**DIRECTIONS**
Your answer should repeat every record verbatim.

**RECORDS FOR THE EXERCISE**
++++

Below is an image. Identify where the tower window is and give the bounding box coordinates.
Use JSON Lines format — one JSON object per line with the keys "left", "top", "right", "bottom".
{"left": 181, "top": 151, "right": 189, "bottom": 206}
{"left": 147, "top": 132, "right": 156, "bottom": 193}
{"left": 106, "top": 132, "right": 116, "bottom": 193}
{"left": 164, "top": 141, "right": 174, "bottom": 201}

++++

**SOLUTION TO THE PROBLEM**
Below is an image. Identify where the tower window is and give the bounding box coordinates.
Use JSON Lines format — one JSON object per line with the keys "left", "top", "right", "bottom".
{"left": 181, "top": 151, "right": 189, "bottom": 206}
{"left": 147, "top": 132, "right": 156, "bottom": 193}
{"left": 106, "top": 132, "right": 116, "bottom": 193}
{"left": 164, "top": 141, "right": 174, "bottom": 201}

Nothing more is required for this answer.